PROBIER ES AUS - Übertrage diesen Satz aus dem Ausgangstext über den wbg-Shop ins Englische: „Die Buchgemeinschaft wbg hat "Feindliche Übernahme" von Thilo Sarrazin und "Das ist alpha!" von Felix Blume (alias Kollegah) aus dem Sortiment genommen – und damit eine neue "Zensur"-Debatte in Gang gesetzt: Im Webshop der Buchgemeinschaft sammeln sich die Kommentare, auch die "Junge Freiheit" und Thilo Sarrazin selbst greifen das Thema jetzt auf.“

AUSGANGSTEXT -
+ + + +

Zensurvorwürfe im wbg-Shop

wbg nimmt Sarrazin und Kollegah aus dem Sortiment

15. November 2018
von Börsenblatt
Die Buchgemeinschaft wbg hat "Feindliche Übernahme" von Thilo Sarrazin und "Das ist alpha!" von Felix Blume (alias Kollegah) aus dem Sortiment genommen – und damit eine neue "Zensur"-Debatte in Gang gesetzt: Im Webshop der Buchgemeinschaft sammeln sich die Kommentare, auch die "Junge Freiheit" und Thilo Sarrazin selbst greifen das Thema jetzt auf.

+ + + +

ZU PRÜFENDE DATEN -
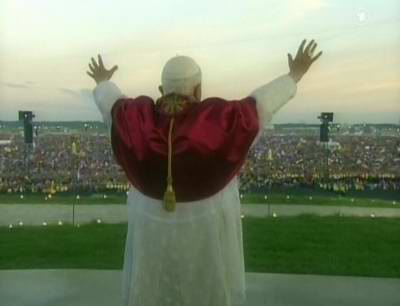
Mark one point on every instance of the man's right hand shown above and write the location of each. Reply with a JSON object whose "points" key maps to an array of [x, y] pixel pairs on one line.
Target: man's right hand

+ + + +

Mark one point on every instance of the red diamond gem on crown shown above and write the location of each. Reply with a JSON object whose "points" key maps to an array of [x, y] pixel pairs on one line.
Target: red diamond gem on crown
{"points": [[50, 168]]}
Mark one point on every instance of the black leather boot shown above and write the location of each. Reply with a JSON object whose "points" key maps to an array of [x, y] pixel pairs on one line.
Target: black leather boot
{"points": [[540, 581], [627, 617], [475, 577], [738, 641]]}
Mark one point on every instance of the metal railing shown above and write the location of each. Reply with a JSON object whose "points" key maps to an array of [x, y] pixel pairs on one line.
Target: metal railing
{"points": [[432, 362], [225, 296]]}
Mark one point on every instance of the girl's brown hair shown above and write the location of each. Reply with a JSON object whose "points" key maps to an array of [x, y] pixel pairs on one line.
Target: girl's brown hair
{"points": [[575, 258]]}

+ + + +

LÖSUNG ZUR AUFGABE - The book club wbg has removed "Feindliche Übernahme" by Thilo Sarrazin and "Das ist alpha!" by Felix Blume (alias Kollegah) from its range, and has thereby set off a new "censorship" debate: comments are piling up in the book club's web shop, and the "Junge Freiheit" and Thilo Sarrazin himself are now also taking up the issue.